**EXERCISE GOAL:** Rewrite the lines below as a JSON list of strings, one string for each line, with blank lines left out. Leave the pictures out of your answer.
───── MATERIAL FOR THE TASK
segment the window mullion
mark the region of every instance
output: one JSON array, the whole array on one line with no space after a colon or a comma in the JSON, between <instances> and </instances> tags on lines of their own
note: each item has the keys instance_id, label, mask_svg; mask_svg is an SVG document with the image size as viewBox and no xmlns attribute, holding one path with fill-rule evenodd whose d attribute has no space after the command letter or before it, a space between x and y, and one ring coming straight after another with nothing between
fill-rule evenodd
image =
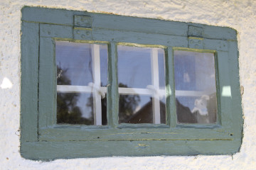
<instances>
[{"instance_id":1,"label":"window mullion","mask_svg":"<svg viewBox=\"0 0 256 170\"><path fill-rule=\"evenodd\" d=\"M118 125L119 94L117 79L117 49L116 42L108 46L107 120L112 128Z\"/></svg>"},{"instance_id":2,"label":"window mullion","mask_svg":"<svg viewBox=\"0 0 256 170\"><path fill-rule=\"evenodd\" d=\"M171 128L177 124L175 98L174 50L169 47L166 52L166 121Z\"/></svg>"},{"instance_id":3,"label":"window mullion","mask_svg":"<svg viewBox=\"0 0 256 170\"><path fill-rule=\"evenodd\" d=\"M92 47L92 74L95 86L100 87L100 45L93 44ZM93 89L93 113L94 125L102 125L102 106L101 95L97 89Z\"/></svg>"},{"instance_id":4,"label":"window mullion","mask_svg":"<svg viewBox=\"0 0 256 170\"><path fill-rule=\"evenodd\" d=\"M155 91L159 89L159 64L158 64L158 51L156 48L152 48L151 51L151 76L152 85ZM159 95L154 93L152 98L153 106L153 123L160 124L160 103Z\"/></svg>"}]
</instances>

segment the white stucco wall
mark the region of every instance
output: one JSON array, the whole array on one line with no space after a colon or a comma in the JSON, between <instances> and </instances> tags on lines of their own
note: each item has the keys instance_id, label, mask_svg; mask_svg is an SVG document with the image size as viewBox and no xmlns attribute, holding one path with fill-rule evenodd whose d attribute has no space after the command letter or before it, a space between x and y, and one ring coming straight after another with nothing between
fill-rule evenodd
<instances>
[{"instance_id":1,"label":"white stucco wall","mask_svg":"<svg viewBox=\"0 0 256 170\"><path fill-rule=\"evenodd\" d=\"M108 12L228 26L238 32L244 137L232 156L27 160L19 153L20 30L23 6ZM0 169L256 169L256 1L0 0Z\"/></svg>"}]
</instances>

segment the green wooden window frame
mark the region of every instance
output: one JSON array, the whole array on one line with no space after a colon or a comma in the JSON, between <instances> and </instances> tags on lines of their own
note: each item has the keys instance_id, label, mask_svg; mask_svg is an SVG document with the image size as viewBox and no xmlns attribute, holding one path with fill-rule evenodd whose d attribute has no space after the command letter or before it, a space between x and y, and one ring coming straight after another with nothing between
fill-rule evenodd
<instances>
[{"instance_id":1,"label":"green wooden window frame","mask_svg":"<svg viewBox=\"0 0 256 170\"><path fill-rule=\"evenodd\" d=\"M234 29L39 7L24 7L21 12L22 157L50 160L113 155L232 154L239 151L243 120ZM107 126L56 124L55 40L108 45ZM118 124L119 44L164 49L166 125ZM174 50L215 54L215 124L177 124Z\"/></svg>"}]
</instances>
──────────
**EXPECTED OUTPUT:**
[
  "segment the window mullion",
  "mark the region of every instance",
  "output: one JSON array, the whole array on one line with no space after a colon or a comma in the JSON, between <instances> and </instances> tags on lines of their own",
  "note: each item has the keys instance_id, label, mask_svg; mask_svg is an SVG document with the image size as viewBox and no xmlns attribute, holding one path with fill-rule evenodd whose d attribute has no space after the command letter or before it, a space between x and y, and one ring coming straight after another with nothing between",
  "fill-rule evenodd",
  "image =",
  "<instances>",
  "[{\"instance_id\":1,\"label\":\"window mullion\",\"mask_svg\":\"<svg viewBox=\\\"0 0 256 170\\\"><path fill-rule=\\\"evenodd\\\" d=\\\"M118 125L119 94L117 79L117 49L116 42L108 46L107 120L112 128Z\\\"/></svg>\"},{\"instance_id\":2,\"label\":\"window mullion\",\"mask_svg\":\"<svg viewBox=\\\"0 0 256 170\\\"><path fill-rule=\\\"evenodd\\\" d=\\\"M171 128L177 124L175 98L174 50L169 47L166 52L166 121Z\\\"/></svg>\"},{\"instance_id\":3,\"label\":\"window mullion\",\"mask_svg\":\"<svg viewBox=\\\"0 0 256 170\\\"><path fill-rule=\\\"evenodd\\\" d=\\\"M92 47L92 74L95 86L100 87L100 45L93 44ZM93 89L93 113L94 125L102 125L102 106L101 95L97 89Z\\\"/></svg>\"},{\"instance_id\":4,\"label\":\"window mullion\",\"mask_svg\":\"<svg viewBox=\\\"0 0 256 170\\\"><path fill-rule=\\\"evenodd\\\" d=\\\"M155 91L159 89L159 64L158 64L158 51L156 48L152 48L151 51L151 76L152 85ZM159 95L154 93L152 98L153 106L153 123L160 124L160 103Z\\\"/></svg>\"}]",
  "</instances>",
  "segment the white stucco wall",
  "mark the region of every instance",
  "output: one JSON array, the whole array on one line with no space after a colon or a comma in the JSON, between <instances> and </instances> tags on lines of their own",
  "note: each item has the keys instance_id, label, mask_svg; mask_svg is an SVG document with the image size as viewBox and no xmlns attribute, holding one path with fill-rule evenodd whose d attribute has no space after the command letter or before it, a space between x and y, and one ring coming straight after another with nothing between",
  "fill-rule evenodd",
  "<instances>",
  "[{\"instance_id\":1,\"label\":\"white stucco wall\",\"mask_svg\":\"<svg viewBox=\\\"0 0 256 170\\\"><path fill-rule=\\\"evenodd\\\" d=\\\"M108 12L228 26L238 32L244 137L232 156L27 160L19 153L20 30L23 6ZM0 169L256 169L256 1L0 0Z\\\"/></svg>\"}]",
  "</instances>",
  "segment the green wooden window frame",
  "mark the region of every instance",
  "output: one JSON array, the whole array on one line with no space after a colon or a comma in the JSON, between <instances> and </instances> tags on lines of their own",
  "note: each item has the keys instance_id, label, mask_svg; mask_svg is an SVG document with the image size as viewBox and no xmlns attribute, holding one path with fill-rule evenodd whose d attribute has no space after the command letter or before it, a space between x and y, and one ring coming straight after another with nothing between",
  "fill-rule evenodd",
  "<instances>",
  "[{\"instance_id\":1,\"label\":\"green wooden window frame\",\"mask_svg\":\"<svg viewBox=\\\"0 0 256 170\\\"><path fill-rule=\\\"evenodd\\\" d=\\\"M234 29L39 7L24 7L21 12L22 157L50 160L113 155L232 154L239 151L243 120ZM107 126L56 124L55 40L108 45ZM118 124L119 44L164 49L166 125ZM174 50L215 54L215 124L177 124Z\\\"/></svg>\"}]",
  "</instances>"
]